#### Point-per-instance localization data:
==============================
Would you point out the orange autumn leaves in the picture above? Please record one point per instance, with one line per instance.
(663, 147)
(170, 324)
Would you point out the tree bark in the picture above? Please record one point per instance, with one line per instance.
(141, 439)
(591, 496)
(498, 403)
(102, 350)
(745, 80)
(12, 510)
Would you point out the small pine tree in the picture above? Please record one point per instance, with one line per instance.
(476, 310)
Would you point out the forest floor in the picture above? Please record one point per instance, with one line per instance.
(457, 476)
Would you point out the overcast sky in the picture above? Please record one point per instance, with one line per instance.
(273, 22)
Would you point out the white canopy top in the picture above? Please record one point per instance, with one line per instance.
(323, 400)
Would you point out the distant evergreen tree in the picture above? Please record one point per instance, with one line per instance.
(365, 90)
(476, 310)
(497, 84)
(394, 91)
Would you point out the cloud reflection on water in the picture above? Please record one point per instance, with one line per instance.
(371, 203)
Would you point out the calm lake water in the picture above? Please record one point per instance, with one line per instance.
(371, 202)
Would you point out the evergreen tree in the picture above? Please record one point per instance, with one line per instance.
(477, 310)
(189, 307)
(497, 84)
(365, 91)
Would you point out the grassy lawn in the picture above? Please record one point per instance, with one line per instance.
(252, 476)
==============================
#### REQUIREMENT:
Retype every record above exactly as it appears.

#### TASK RESULT:
Would you point out the orange autumn leaves in the picture above? Please record one point per instance, with one line per instance.
(663, 147)
(170, 324)
Would you point out the tree bark in the picture above? Please record one point per instance, with one line per instance.
(141, 439)
(591, 496)
(498, 403)
(102, 350)
(745, 80)
(12, 510)
Would you point out the small pine tree in the picture above? Please record one point per instance, with one line per instance.
(476, 310)
Would you point out the forest floor in the picture above? Please record one point per instance, with one line per instance.
(457, 476)
Would you point out the overcast sky in the picture above? Please record one point per instance, with one line per instance.
(273, 22)
Would you point out the white canopy top in the picture above? Please record one point per instance, with one line per instance.
(323, 400)
Would you point out the distant evergreen tree in the picture above? Please record one point per instance, with one line per instance.
(365, 90)
(476, 310)
(497, 84)
(394, 91)
Would you point out the cloud reflection on water in the picture above? Please record one point per instance, with one line per instance.
(371, 203)
Would you point out the calm lake water in the picture above? Please record one point per instance, with one line per instance.
(371, 202)
Would you point out the evergreen tree in the picture above? Please record one point per instance, with one line per instance.
(477, 310)
(189, 307)
(497, 84)
(365, 91)
Would you point out the grassy lawn in the picture above? Please record one point per instance, with one line per instance.
(252, 476)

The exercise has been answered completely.